Aim of the exercise: Can you rewrite the material between the lines holding "the mountain slope?" and "pixel 203 405", inclusive, with "sparse shrub" replaced by "scattered bush" and nothing else changed?

**** Records supplied

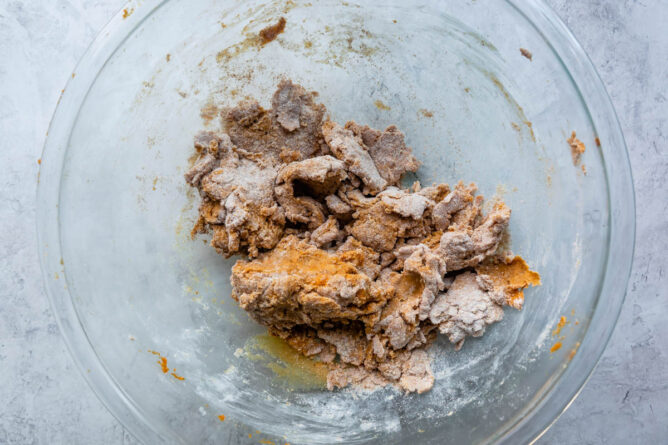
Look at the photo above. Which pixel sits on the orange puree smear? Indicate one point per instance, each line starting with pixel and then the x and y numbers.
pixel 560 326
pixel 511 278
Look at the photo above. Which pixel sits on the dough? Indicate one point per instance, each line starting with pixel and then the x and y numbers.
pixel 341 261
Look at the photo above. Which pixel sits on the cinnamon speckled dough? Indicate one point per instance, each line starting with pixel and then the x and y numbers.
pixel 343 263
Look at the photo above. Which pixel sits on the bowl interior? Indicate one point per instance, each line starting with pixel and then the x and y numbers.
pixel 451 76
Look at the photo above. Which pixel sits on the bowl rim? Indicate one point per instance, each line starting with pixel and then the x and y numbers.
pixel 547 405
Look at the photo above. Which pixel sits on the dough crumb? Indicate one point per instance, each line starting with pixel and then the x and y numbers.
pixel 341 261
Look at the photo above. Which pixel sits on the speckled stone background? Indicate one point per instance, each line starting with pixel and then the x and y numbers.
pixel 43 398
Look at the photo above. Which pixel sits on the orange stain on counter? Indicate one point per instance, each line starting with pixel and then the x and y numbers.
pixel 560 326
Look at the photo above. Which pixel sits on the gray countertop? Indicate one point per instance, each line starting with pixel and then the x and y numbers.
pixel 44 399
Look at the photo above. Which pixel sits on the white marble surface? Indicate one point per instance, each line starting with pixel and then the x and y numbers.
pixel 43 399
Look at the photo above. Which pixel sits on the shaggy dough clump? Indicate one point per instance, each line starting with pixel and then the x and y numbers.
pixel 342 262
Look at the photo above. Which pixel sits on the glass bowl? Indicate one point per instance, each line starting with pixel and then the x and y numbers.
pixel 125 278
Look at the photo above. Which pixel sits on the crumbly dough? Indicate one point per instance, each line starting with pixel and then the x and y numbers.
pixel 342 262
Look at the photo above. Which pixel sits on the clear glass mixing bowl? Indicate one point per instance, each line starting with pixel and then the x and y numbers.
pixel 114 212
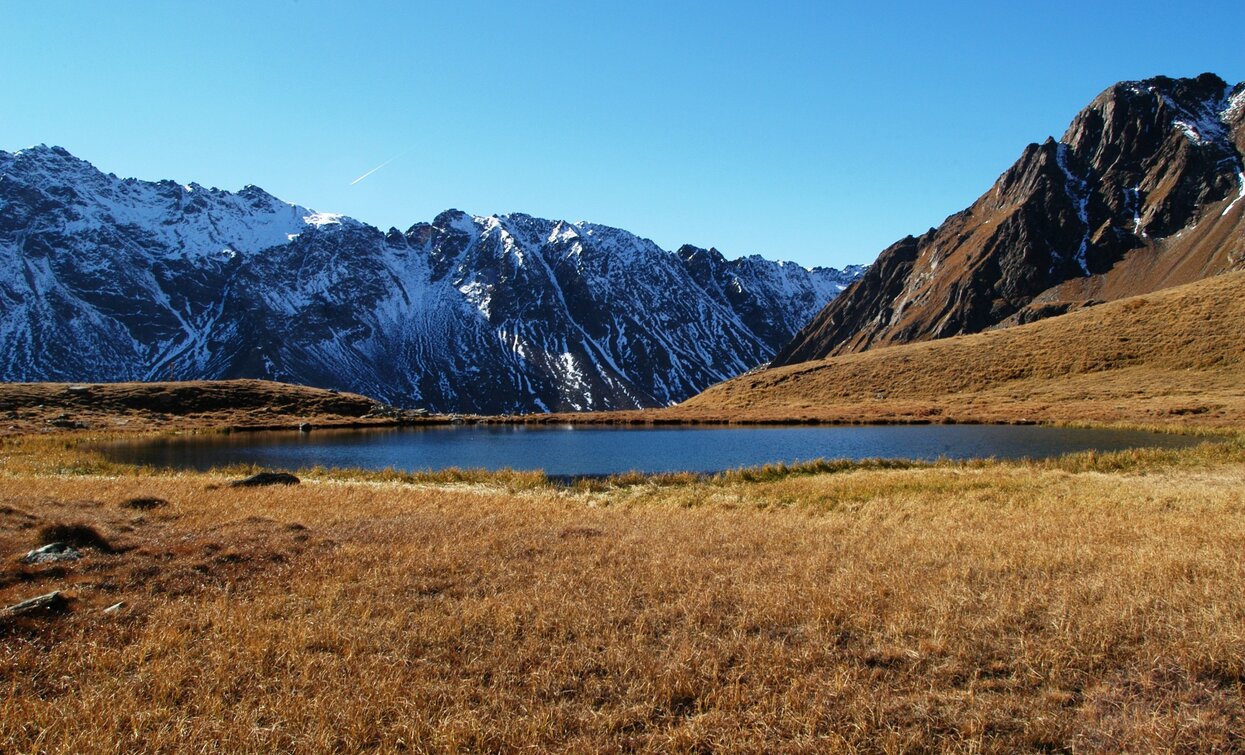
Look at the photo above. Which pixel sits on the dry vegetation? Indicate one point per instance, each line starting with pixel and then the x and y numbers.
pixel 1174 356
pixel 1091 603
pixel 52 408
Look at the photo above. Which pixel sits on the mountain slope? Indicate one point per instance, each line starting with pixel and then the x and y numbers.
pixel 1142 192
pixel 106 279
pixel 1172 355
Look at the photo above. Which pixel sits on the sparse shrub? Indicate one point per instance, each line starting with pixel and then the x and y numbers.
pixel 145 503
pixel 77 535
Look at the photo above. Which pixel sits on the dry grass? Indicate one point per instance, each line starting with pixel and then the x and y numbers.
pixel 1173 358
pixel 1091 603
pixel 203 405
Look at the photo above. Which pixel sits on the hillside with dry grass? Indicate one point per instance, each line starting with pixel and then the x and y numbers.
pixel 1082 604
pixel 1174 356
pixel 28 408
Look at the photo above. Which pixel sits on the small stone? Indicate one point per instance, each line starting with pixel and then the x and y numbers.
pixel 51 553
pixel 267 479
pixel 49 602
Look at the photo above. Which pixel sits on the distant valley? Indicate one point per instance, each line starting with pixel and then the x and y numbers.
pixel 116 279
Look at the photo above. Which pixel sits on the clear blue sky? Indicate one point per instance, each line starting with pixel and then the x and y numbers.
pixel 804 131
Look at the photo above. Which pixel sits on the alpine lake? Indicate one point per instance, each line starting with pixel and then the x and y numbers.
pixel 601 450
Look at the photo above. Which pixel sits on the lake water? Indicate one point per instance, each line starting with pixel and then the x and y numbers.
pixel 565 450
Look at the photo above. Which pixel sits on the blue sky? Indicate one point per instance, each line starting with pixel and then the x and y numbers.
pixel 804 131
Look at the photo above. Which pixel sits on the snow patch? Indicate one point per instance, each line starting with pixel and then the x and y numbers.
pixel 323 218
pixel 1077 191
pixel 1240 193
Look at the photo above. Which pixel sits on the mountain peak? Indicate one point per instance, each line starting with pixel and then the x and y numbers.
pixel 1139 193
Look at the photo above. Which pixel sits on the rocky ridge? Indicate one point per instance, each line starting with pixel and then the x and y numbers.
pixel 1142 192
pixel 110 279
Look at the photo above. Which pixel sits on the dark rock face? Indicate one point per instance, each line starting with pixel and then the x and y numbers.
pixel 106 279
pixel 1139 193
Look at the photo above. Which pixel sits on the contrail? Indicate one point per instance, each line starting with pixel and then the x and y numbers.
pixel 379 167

********
**** Records supplied

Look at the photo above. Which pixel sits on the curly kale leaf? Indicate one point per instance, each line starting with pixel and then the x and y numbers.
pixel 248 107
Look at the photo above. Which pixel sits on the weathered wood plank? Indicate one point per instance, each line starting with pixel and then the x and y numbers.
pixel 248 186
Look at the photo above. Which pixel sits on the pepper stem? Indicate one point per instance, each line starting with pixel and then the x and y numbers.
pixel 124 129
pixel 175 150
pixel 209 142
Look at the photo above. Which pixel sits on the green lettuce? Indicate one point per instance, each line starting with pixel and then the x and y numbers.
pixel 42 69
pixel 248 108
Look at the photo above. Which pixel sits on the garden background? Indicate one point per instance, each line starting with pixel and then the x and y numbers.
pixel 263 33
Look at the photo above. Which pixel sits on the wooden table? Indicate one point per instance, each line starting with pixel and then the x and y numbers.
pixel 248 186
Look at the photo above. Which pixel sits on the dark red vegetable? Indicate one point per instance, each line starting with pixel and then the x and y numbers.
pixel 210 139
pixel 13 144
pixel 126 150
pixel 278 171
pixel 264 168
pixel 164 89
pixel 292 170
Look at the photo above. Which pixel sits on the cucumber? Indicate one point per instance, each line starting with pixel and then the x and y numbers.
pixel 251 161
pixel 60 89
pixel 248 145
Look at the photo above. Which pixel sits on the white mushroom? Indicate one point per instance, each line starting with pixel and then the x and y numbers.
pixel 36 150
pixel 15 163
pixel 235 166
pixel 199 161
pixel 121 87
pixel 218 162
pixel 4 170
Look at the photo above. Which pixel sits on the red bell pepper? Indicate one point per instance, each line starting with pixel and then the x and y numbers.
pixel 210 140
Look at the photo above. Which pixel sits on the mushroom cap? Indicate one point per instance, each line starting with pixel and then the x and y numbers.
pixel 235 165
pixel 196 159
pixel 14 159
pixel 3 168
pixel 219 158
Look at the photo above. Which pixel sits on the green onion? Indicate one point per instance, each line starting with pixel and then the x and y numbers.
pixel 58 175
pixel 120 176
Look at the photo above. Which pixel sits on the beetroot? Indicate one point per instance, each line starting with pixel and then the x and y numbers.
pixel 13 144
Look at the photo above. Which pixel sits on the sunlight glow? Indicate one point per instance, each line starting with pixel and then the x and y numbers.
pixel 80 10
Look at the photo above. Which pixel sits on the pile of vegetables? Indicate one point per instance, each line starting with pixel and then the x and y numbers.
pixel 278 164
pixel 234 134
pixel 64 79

********
**** Records supplied

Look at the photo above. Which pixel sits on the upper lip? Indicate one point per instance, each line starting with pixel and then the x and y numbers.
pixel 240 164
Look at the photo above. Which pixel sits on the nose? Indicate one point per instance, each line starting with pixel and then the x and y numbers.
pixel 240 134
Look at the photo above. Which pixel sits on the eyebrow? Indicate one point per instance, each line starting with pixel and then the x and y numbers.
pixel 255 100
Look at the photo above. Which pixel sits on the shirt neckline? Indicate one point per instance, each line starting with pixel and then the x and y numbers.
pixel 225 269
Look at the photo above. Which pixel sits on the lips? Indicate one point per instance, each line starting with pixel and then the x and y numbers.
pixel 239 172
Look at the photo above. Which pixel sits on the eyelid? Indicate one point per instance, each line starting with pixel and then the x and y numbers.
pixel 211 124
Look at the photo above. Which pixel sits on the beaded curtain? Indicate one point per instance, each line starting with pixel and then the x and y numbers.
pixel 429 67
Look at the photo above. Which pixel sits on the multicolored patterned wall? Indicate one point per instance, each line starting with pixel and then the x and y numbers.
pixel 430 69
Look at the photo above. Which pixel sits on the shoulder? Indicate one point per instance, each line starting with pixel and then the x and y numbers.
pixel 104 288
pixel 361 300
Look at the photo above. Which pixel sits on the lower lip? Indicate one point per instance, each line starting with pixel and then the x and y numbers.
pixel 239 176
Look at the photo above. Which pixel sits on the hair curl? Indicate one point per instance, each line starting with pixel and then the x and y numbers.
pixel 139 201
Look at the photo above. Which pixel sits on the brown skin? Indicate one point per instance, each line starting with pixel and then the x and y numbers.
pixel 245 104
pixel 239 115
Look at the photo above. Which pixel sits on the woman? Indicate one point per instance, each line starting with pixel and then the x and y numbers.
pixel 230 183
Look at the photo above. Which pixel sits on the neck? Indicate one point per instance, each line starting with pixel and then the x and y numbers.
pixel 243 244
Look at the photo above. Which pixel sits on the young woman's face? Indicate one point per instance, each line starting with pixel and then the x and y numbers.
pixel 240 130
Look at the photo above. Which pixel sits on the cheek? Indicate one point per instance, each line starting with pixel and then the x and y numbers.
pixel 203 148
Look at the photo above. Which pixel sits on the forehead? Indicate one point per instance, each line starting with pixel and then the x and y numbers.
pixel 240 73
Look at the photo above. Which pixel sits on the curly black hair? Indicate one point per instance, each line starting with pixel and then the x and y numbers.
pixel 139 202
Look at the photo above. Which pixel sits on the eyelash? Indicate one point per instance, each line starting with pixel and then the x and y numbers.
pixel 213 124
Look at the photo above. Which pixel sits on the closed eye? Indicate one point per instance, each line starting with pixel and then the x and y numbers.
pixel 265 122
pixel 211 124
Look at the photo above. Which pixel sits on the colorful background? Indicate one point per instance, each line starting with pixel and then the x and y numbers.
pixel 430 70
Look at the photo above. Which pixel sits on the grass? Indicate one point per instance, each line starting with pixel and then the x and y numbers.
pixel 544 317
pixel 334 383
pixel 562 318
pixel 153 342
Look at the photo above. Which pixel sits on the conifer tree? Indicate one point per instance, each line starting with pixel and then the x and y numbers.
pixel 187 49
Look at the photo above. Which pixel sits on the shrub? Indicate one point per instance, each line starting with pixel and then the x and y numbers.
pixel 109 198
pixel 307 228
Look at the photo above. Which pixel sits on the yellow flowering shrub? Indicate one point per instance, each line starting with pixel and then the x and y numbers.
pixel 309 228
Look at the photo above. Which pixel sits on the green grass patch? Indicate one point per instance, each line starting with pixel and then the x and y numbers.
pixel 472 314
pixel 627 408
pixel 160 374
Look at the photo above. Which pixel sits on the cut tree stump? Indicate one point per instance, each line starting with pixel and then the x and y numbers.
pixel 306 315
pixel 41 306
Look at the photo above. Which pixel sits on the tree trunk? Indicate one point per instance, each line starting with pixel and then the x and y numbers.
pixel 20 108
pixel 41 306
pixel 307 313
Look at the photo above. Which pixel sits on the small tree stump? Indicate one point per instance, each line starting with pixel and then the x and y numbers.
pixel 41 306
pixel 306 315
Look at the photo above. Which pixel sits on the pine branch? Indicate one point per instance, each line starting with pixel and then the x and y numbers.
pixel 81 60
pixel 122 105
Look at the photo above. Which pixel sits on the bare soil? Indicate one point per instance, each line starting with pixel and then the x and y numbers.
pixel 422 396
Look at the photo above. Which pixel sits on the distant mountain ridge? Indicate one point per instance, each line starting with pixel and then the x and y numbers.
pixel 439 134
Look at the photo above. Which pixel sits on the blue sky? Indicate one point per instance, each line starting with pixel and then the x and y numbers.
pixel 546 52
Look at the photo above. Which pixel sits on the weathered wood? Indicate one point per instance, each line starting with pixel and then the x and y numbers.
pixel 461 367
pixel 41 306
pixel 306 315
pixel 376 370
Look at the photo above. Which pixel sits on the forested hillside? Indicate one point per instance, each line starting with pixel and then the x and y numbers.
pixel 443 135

********

Exercise output:
Look at the photo above. Which pixel sits on the mountain slope? Indicate one point per instance, each line starting with pixel and then the x and y numbers.
pixel 1142 192
pixel 106 279
pixel 1172 355
Look at the photo above. Which pixel sits on the scattered bush? Indicate one point per instance, each line starting with pixel and then the x and y numbers.
pixel 145 503
pixel 77 535
Look at the photo above. Which pixel sits on the dry grass? Indicate one point per instance, each line starting with pixel and then the x and y numbers.
pixel 1173 358
pixel 1091 603
pixel 203 405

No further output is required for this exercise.